** Task prompt **
Could you output each line of the data that follows exactly?

** Records excerpted from a collection **
-- Begin --

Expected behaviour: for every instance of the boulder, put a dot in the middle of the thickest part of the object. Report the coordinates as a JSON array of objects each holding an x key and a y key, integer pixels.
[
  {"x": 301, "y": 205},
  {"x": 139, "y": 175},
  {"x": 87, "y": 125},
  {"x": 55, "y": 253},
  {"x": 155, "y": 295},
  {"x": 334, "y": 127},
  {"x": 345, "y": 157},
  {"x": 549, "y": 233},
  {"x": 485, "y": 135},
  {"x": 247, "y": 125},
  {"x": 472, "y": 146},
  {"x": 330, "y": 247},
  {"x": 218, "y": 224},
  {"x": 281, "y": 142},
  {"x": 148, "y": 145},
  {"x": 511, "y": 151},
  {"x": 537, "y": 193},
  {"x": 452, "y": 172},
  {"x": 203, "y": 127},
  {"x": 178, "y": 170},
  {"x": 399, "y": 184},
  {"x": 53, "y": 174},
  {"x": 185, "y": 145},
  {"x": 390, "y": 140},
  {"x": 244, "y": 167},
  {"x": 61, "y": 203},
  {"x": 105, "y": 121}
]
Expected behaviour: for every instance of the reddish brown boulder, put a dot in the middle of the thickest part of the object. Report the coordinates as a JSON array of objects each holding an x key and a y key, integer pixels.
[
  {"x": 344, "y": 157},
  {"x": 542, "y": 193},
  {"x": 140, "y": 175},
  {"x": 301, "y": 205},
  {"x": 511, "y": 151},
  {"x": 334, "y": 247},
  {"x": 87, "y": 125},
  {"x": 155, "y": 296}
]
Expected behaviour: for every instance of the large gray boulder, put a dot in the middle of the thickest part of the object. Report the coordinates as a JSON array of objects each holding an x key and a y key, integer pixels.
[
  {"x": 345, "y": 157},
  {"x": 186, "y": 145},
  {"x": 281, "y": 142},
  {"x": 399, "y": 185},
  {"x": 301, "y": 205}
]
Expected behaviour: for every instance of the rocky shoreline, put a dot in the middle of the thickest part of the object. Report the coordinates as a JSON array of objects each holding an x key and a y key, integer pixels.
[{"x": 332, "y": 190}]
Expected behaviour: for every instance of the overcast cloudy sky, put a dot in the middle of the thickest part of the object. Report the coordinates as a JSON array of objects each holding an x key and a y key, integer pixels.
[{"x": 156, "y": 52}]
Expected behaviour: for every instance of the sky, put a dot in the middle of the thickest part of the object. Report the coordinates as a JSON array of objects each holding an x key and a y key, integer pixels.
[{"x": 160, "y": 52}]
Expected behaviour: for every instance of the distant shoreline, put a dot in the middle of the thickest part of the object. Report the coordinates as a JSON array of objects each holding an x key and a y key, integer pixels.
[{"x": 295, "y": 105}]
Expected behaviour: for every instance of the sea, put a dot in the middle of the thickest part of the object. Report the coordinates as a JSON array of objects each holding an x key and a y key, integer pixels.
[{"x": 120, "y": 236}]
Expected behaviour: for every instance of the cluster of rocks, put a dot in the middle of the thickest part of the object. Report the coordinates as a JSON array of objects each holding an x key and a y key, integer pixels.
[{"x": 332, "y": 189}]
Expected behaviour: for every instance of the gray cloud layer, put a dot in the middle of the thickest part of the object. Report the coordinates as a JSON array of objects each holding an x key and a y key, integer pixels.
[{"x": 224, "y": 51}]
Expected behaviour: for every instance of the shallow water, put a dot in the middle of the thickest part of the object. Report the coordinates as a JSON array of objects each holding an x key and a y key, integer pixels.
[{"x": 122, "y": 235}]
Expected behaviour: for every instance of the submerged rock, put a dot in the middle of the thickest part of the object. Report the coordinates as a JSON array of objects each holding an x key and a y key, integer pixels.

-- End --

** Final result **
Expected behaviour: for every instance of the boulder, put a dot in the middle of the thickest part of the object. Report the coordinates as a JSON array of objects each holding an x key and a y key, integer pixels.
[
  {"x": 301, "y": 205},
  {"x": 139, "y": 175},
  {"x": 87, "y": 125},
  {"x": 55, "y": 253},
  {"x": 155, "y": 295},
  {"x": 334, "y": 127},
  {"x": 345, "y": 157},
  {"x": 549, "y": 233},
  {"x": 485, "y": 135},
  {"x": 247, "y": 125},
  {"x": 472, "y": 146},
  {"x": 330, "y": 247},
  {"x": 218, "y": 224},
  {"x": 281, "y": 142},
  {"x": 148, "y": 145},
  {"x": 511, "y": 151},
  {"x": 537, "y": 193},
  {"x": 452, "y": 172},
  {"x": 203, "y": 127},
  {"x": 178, "y": 170},
  {"x": 399, "y": 184},
  {"x": 53, "y": 174},
  {"x": 185, "y": 145},
  {"x": 390, "y": 140},
  {"x": 244, "y": 167},
  {"x": 61, "y": 203},
  {"x": 105, "y": 121}
]
Expected behaviour: for every instance of the reddish brown boulder, put a dot in the middle of the thickest part of the object. Report the coordinates as a JSON array of objects each holding an x key and a y key, integer pixels.
[
  {"x": 344, "y": 157},
  {"x": 542, "y": 193},
  {"x": 140, "y": 175},
  {"x": 301, "y": 205},
  {"x": 511, "y": 151},
  {"x": 334, "y": 247},
  {"x": 87, "y": 125},
  {"x": 155, "y": 296}
]
Expected behaviour: for every instance of the large gray boulder, put a dot in the middle of the thickest part of the object. Report the coordinates as a JSON array of objects each holding an x key and a y key, integer pixels.
[
  {"x": 345, "y": 157},
  {"x": 186, "y": 145},
  {"x": 281, "y": 142},
  {"x": 399, "y": 185},
  {"x": 301, "y": 205}
]
Expected behaviour: for every instance of the rocky shoreline, put a dot in the middle of the thickest part of the object. Report the coordinates as a JSON array of objects each holding an x key and a y key, integer pixels.
[{"x": 332, "y": 190}]
Expected behaviour: for every instance of the overcast cloudy sky, put a dot in the middle of the thickest part of the object. Report the coordinates as a JSON array of objects each holding an x key and a y key, integer pixels.
[{"x": 156, "y": 52}]
Expected behaviour: for every instance of the sky, put a dot in the middle of the thickest part of the object. Report the coordinates as a JSON array of objects each holding an x key and a y key, integer pixels.
[{"x": 160, "y": 52}]
Expected behaviour: for every instance of the distant shoreline, put a dot in the middle of the thickest part of the object. Report the coordinates as a JSON array of objects each holding an x key and a y key, integer pixels.
[{"x": 295, "y": 105}]
Expected behaviour: for every instance of the sea, put a dot in the middle of the thickest part of the object. Report the coordinates as a JSON array of objects each holding an x key and a y key, integer pixels.
[{"x": 120, "y": 236}]
Expected behaviour: for every instance of the cluster of rocks, put a dot in the middle of the thickest part of the object. Report the coordinates as a JSON array of objects each holding an x key and a y key, integer pixels.
[{"x": 332, "y": 189}]
Expected behaviour: for every instance of the gray cloud layer, put a dot in the middle of the thickest part of the object. Report the coordinates as a JSON array of objects each holding an x key and a y key, integer pixels.
[{"x": 224, "y": 51}]
Expected behaviour: for every instance of the shallow water, put a dot in the middle of the thickest part of the object. Report the coordinates as a JSON array of objects each holding an x key and a y key, integer pixels.
[{"x": 122, "y": 235}]
Expected behaviour: for every instance of the submerged rock, put a dot in the middle of the thickest part of the object. Report the coordinates as a JSON array of objects each holding an x key and a y key, integer pixels.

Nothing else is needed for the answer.